## Your instructions
Return everything in the blog post about the teaching reassignment from "Tons of people" down to "on my behalf.", word for word.

Tons of people I know have been really amazed that I'm not mad/angry/venting about my multiple movements this summer. They have griped and complained on my behalf.
All of this time, while I certainly haven't been happy, I have felt it necessary to keep it real, keep a smile on my face and just deal with it. As my dear grandma used to say, no where on your birth certificate does it say life is fair. And it is just crass to complain about having a job (even if it isn't an ideal one) when your friends and colleagues have been laid off.
I'm definitely not looking forward to taking all of my hard work down off the walls in my 1st grade room (and oh am I going to miss that real teacher desk!)...but I also know that I am going to be so happy to be back at my school, where I belong, with my 4th grade friends. I had a good chunk of these kids in 2nd grade two years ago and have wanted this position so badly. I was quite honestly startled that I wasn't given it in the first place. But politics being what they are....things have happened that shouldn't have and it's all water under the bridge now.
I find it a bit amusing because yesterday during my training, I was talking with a nice man from the creative arts school I had applied to. He said to me, "wait, you didn't get hired there?? WHY? You are really passionate and awesome." Keep in mind, I had never met him before these trainings. As we were breaking for lunch, a literacy coach in the district, who is at the 3rd grade building I was initially put in saw me and said "hey I heard you were going to be with us?" and I told her about the mix up and SHE was upset that I wasn't going to be at her school because (her words), "man what a loss for us".
So clearly, despite my big mouth, tendency to tell it like it is and willingness to do what is necessary to make my kids successful, other people in my district realize that I have a TON to offer a school. After the training was done, I had to run back to my almost former school and tell the secretary. They were doing registration all day and I didn't know if she had been told. Our principal retired and we have an interim in place (the world's nicest man, seriously). They were all congratulating me and super happy, even our school community coordinator and the custodians were welcoming me back. It feels SO awesome to know that I'm wanted and needed in the exact place where *I* want to be.
There are so many reasons why this move is so good for me...
1) I can use the Common Core spiral homework I used last year that gave me great results for my kids
2) I can use the Paragraph of the Week format again
3) I can use my beloved Calendar Board
4) I have about half of my babies from 2nd grade back!
5) I know the staff, I know the school, I know the routines...I can just slip right back in
I'm SO very grateful because I know this opportunity was given to me because I was patient. I was good. I have gone with the flow, kept my chin up and just taken everything as it comes. It's a lesson I definitely need to share with my students--never give up because the right opportunity WILL present itself.

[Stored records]
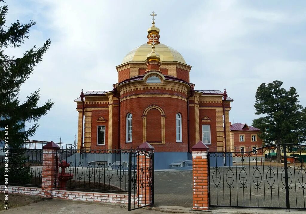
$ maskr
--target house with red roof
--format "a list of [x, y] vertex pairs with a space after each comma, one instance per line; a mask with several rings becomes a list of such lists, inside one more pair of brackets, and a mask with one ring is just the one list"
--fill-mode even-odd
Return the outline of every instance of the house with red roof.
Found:
[[259, 129], [245, 123], [231, 124], [231, 145], [234, 145], [235, 151], [249, 151], [262, 147], [262, 141], [258, 136]]

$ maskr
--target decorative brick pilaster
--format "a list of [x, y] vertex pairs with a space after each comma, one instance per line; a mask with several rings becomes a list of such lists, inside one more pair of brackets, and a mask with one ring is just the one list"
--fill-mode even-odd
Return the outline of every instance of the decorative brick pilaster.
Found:
[[154, 152], [154, 147], [146, 142], [138, 148], [147, 151], [140, 151], [137, 155], [138, 203], [138, 206], [142, 206], [153, 203], [152, 175], [154, 169], [151, 155]]
[[52, 197], [52, 190], [56, 186], [56, 172], [58, 170], [57, 151], [59, 146], [53, 141], [44, 146], [42, 173], [41, 196]]
[[208, 209], [208, 147], [201, 141], [192, 147], [193, 210]]

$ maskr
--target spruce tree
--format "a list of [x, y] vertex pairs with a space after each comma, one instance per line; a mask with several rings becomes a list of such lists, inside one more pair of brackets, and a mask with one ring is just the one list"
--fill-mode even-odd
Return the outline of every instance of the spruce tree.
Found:
[[[0, 0], [2, 5], [5, 3]], [[8, 132], [10, 182], [20, 183], [30, 178], [29, 168], [23, 167], [25, 160], [22, 146], [25, 140], [35, 133], [38, 127], [38, 120], [54, 104], [49, 100], [38, 106], [39, 89], [21, 102], [19, 97], [20, 87], [33, 72], [34, 67], [42, 61], [50, 41], [48, 40], [40, 48], [34, 46], [20, 57], [6, 55], [5, 52], [8, 47], [18, 48], [24, 44], [28, 38], [30, 28], [35, 23], [30, 20], [28, 23], [23, 24], [17, 19], [7, 26], [8, 11], [7, 5], [0, 6], [0, 128], [6, 128]], [[26, 127], [26, 122], [34, 124], [24, 131], [21, 131]], [[5, 130], [0, 131], [0, 139], [5, 141]], [[3, 176], [2, 172], [0, 174]]]
[[[253, 120], [252, 125], [261, 131], [259, 136], [266, 144], [271, 141], [296, 143], [299, 142], [302, 106], [298, 94], [291, 87], [288, 90], [282, 88], [283, 83], [275, 80], [262, 83], [257, 88], [254, 105], [255, 114], [263, 117]], [[277, 148], [280, 160], [280, 148]]]

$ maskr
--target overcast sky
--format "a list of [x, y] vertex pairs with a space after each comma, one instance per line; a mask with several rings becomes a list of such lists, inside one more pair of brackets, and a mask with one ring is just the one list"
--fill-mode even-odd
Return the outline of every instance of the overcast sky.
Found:
[[55, 103], [32, 139], [58, 142], [61, 136], [73, 143], [78, 122], [73, 100], [82, 89], [112, 89], [115, 67], [146, 42], [152, 11], [159, 40], [192, 66], [196, 90], [226, 88], [234, 100], [232, 122], [251, 125], [258, 117], [254, 95], [263, 82], [277, 80], [286, 89], [294, 87], [306, 106], [305, 1], [6, 1], [8, 24], [17, 18], [37, 23], [26, 44], [7, 54], [20, 56], [52, 41], [20, 97], [24, 100], [40, 88], [41, 104]]

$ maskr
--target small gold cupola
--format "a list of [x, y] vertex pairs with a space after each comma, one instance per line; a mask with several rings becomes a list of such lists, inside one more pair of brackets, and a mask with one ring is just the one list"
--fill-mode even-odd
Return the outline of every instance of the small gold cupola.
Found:
[[155, 37], [157, 37], [156, 39], [154, 38], [154, 42], [155, 44], [158, 44], [160, 43], [159, 40], [159, 29], [155, 26], [155, 19], [154, 18], [154, 16], [157, 16], [157, 14], [154, 13], [154, 11], [152, 12], [152, 14], [150, 14], [150, 16], [153, 17], [153, 18], [152, 19], [152, 21], [153, 21], [152, 22], [152, 26], [148, 29], [148, 35], [147, 36], [147, 37], [149, 39], [149, 40], [147, 42], [147, 44], [152, 44], [153, 41], [152, 35], [154, 35], [155, 36]]
[[147, 68], [147, 71], [159, 70], [159, 67], [162, 63], [160, 63], [160, 56], [155, 52], [155, 40], [157, 37], [154, 34], [152, 35], [152, 50], [147, 55], [147, 63], [146, 64]]

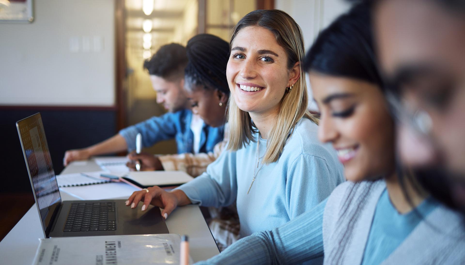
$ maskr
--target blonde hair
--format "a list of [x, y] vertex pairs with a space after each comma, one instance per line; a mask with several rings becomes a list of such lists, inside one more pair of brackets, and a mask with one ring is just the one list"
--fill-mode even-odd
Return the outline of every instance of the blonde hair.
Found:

## Solution to this problem
Tons of people I know have been really amazed that I'm not mad/angry/venting about my multiple movements this summer. They have griped and complained on my behalf.